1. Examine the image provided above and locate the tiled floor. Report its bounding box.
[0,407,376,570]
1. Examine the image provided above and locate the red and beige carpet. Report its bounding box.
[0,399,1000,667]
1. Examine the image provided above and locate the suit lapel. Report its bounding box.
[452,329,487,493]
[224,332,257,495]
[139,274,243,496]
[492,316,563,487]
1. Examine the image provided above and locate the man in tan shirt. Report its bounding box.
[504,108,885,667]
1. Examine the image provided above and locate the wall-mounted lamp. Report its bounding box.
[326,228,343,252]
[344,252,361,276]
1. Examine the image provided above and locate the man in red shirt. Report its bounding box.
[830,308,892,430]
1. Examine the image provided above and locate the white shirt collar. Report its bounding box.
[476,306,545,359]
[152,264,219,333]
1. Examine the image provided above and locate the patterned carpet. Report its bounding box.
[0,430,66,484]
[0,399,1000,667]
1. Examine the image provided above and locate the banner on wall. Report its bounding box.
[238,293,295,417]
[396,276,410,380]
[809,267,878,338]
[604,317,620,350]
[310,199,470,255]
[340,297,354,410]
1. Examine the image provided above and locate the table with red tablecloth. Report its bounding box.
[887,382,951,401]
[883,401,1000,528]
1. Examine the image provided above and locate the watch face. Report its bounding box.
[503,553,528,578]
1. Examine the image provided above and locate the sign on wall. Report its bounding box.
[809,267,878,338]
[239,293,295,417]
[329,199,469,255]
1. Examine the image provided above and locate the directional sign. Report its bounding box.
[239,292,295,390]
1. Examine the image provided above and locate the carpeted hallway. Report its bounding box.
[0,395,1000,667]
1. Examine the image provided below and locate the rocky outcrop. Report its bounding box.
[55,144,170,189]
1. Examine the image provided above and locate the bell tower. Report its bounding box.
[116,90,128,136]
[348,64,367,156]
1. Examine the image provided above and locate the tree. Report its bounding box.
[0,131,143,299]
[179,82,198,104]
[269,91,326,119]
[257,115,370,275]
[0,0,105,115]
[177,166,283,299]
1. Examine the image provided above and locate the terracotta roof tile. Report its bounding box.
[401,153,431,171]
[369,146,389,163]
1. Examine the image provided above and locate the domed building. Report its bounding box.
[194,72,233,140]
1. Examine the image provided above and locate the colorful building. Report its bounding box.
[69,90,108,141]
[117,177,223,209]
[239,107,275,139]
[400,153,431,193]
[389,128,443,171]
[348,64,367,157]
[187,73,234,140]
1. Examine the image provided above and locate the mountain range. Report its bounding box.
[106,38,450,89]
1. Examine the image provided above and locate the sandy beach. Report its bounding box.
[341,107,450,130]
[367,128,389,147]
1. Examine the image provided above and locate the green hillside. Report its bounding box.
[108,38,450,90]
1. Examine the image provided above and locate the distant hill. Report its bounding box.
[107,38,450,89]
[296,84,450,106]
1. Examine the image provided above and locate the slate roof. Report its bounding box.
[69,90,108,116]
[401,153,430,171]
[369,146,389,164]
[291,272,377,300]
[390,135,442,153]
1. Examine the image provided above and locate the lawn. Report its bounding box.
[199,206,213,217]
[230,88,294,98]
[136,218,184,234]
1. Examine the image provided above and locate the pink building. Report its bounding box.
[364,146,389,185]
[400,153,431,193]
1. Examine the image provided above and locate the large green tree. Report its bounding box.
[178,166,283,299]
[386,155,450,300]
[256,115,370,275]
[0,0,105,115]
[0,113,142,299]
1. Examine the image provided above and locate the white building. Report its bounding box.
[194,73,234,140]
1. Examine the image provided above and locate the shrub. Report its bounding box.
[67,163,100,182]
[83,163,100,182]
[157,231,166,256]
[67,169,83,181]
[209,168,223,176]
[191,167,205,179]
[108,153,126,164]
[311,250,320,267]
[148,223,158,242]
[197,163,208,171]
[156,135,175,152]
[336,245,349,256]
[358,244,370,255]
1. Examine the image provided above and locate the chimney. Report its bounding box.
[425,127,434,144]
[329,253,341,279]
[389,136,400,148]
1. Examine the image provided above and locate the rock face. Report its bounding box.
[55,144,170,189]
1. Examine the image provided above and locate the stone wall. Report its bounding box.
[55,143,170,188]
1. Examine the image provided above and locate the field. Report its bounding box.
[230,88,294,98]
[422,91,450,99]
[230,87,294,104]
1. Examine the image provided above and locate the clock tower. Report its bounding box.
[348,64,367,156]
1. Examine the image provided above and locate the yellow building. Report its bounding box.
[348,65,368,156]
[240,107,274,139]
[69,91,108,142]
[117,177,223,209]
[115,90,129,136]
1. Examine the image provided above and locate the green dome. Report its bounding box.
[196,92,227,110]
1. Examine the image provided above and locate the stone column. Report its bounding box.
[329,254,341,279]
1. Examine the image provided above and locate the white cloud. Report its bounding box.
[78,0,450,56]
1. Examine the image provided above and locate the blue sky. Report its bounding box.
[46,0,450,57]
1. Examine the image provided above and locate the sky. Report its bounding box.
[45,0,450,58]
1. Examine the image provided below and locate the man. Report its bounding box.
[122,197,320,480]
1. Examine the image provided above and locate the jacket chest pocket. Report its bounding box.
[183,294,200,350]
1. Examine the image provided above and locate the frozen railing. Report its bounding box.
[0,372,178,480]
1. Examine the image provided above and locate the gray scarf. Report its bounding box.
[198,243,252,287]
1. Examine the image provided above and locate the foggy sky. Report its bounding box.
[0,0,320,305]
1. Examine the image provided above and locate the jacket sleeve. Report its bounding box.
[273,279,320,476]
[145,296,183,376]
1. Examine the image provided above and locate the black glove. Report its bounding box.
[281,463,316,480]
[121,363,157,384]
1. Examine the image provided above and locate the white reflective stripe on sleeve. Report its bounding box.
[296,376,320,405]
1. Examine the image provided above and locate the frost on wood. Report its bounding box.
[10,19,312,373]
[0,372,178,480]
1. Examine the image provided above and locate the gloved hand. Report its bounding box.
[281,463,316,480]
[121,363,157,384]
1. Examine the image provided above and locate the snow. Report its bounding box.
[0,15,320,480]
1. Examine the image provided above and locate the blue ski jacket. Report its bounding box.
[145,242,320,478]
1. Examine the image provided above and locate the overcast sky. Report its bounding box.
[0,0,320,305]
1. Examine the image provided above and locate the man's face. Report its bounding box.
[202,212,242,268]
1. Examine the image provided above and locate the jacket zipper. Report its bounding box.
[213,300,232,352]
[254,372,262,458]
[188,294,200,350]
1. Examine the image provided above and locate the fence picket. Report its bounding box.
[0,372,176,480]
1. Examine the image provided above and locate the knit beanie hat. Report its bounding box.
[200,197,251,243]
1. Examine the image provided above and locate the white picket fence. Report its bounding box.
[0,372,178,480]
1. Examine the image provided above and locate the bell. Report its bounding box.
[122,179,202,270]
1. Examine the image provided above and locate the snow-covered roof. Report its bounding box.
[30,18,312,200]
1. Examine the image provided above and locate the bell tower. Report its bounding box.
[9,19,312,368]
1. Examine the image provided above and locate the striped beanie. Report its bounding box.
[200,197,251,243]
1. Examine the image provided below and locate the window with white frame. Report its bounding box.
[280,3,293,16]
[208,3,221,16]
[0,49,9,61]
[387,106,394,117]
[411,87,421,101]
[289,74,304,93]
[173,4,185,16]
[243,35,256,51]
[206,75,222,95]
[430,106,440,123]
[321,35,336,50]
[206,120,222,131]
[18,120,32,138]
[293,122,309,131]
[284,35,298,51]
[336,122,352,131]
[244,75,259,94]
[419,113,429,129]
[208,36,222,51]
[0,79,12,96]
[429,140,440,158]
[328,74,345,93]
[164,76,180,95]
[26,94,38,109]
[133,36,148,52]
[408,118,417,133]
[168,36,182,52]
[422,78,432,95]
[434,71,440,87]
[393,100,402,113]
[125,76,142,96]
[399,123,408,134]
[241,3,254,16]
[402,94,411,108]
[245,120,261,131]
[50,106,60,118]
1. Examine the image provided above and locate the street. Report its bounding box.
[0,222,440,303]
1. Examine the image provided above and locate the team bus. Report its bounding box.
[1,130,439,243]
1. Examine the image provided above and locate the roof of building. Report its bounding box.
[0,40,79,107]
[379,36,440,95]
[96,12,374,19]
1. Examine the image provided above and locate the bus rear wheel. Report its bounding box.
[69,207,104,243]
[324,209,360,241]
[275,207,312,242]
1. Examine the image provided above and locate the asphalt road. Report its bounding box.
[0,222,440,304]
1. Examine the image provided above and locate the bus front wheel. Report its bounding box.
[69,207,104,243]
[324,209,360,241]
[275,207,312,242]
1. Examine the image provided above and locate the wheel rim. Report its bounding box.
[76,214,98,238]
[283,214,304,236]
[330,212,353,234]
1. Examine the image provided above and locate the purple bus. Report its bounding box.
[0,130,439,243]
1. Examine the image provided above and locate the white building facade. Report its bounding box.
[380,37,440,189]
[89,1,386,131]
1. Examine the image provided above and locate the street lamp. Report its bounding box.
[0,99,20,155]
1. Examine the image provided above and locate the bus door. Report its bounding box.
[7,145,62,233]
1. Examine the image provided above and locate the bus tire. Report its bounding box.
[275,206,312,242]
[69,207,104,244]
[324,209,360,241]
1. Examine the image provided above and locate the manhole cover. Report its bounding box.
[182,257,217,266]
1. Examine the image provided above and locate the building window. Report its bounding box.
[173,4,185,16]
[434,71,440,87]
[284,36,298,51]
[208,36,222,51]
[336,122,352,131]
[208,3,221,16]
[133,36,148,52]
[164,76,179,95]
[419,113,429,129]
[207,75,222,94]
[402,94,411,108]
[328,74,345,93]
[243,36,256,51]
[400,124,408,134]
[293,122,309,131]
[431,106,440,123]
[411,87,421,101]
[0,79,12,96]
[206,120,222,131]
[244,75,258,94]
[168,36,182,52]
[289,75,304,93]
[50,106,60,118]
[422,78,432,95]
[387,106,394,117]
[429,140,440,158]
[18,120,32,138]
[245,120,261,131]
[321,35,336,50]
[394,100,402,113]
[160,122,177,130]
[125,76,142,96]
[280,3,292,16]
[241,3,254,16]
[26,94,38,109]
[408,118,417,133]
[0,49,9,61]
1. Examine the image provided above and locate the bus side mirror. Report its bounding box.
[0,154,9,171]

------------------------

- _Exercise directions_: Rewrite the records from the beginning through the line containing "[492,316,563,487]" as a JSON list of strings, with one string per line and any blank lines omitted.

- _Solution to this problem_:
[
  "1. Examine the image provided above and locate the tiled floor. Report its bounding box.",
  "[0,407,376,570]",
  "1. Examine the image provided above and locate the red and beige carpet. Report its bounding box.",
  "[0,399,1000,667]",
  "1. Examine the image provided above and locate the suit lapel. Report its bounding box.",
  "[452,329,487,493]",
  "[224,332,257,495]",
  "[139,274,243,496]",
  "[492,316,563,487]"
]